# Remembrances - (Cinematic Studio Strings)



## Fer (May 19, 2017)

Hey guys,
this is my first CSS work, i hope you enjoy it!


----------



## Silence-is-Golden (May 19, 2017)

very dramatic and melancholic...and very well done to my ears! You know your mockup chops, orchestration skills and it sounds gorgeous.


----------



## Steve Martin (May 19, 2017)

Hi Fer,

It's beautiful  thank you for sharing.


----------



## jon wayne (May 19, 2017)

Really enjoyed the Piece!!


----------



## Grim_Universe (May 19, 2017)

Harmonies are golden, but you need a little more inner dynamics and movement in your voices. Climax at around 2-45 doesn't work in terms of dynamcs. It feels very empty, so you need to start with string close harmony voicings and then progress to string wide voicings with brass close voicings (I hope it makes any sense) or start with strings wide voicings and brass close v-ings. Rimsky-Korsakov wrote that he never uses wide harmony voicings with orchestra playing louder than mf, and I support him with this statement. Still I'm in love with the piece, gratz!
By the way, check this piece at 9:31 : 
Orchestration is similar to yours, but climax works so good!


----------



## Maxfabian (May 20, 2017)

Well done! Sounds really good. Keep up the good work!


----------



## Fer (May 20, 2017)

Hey Silence, Steve and Jon, im glad you liked it! thanks for listening : )
@Grim_Universe thanks a lot for taking the time to comment, i apreciate your feedback and the analytic listening! Im not sure if i am understanding you correctly, so let me explain what i did here, starting in 2:42; i have a Cmaj7-Bmin-Amin progression in the strings (in open position). After Cmaj7 is resolved in Bmin, the horns are echoing that Bmin triad (they are playing it in close position tough). Anyway I think you are right in relation to the dynamics in that part, the inner voices in that progression could (or should) be performed louder...


----------



## Grim_Universe (May 20, 2017)

@Fer Yeah, I can hear close position voicings performed by your horns, but it's too late.. Fer, you have mf-f dynamics at 2:42 and I can hear only 3 main voices from 1st vlns, 2nd vlns and clos. Yeah, I know that you have vlas there and harp and so on, but I almost can't hear anything, chords feel very empty. I can understand that you want your horns later to echo Bmin triad, but I think you should help yourself with ww or maybe soft trombones (but hearable) at 2:42.
One more example, listen around 1:10+. That's how your strings should sound at climaxes. Look at the first chord and how it works.

P.S. One little advice from the guy who loves and uses CSS all the time: use multiband compressors to compress 250-500 hz. Use exciters to brighten your sound. CSS are great, but it takes time to make them sound nice. You'll have much better balance after right multiband compressing and limiting (yes, don't be afraid of limiting, because multiband limiters will clean mud of your sound and you won't lose any dynamics. We feel the dynamics in HIGH frequencies, so don't be afraid of that. Your sound isn't tight right now)

## [Given records]
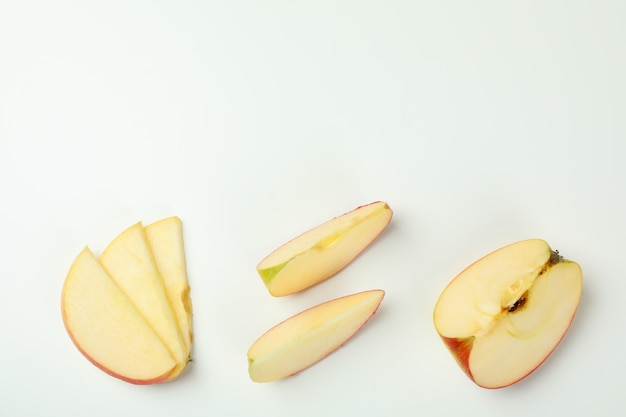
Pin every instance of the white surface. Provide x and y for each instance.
(481, 123)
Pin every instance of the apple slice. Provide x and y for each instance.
(503, 316)
(129, 261)
(166, 242)
(321, 252)
(107, 328)
(308, 337)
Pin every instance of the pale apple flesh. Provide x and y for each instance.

## [Task statement]
According to the forum thread, what chord progression do the strings play starting at 2:42? The data has nothing to do with the forum thread.

## [Response to this task]
A Cmaj7-Bmin-Amin progression, in open position.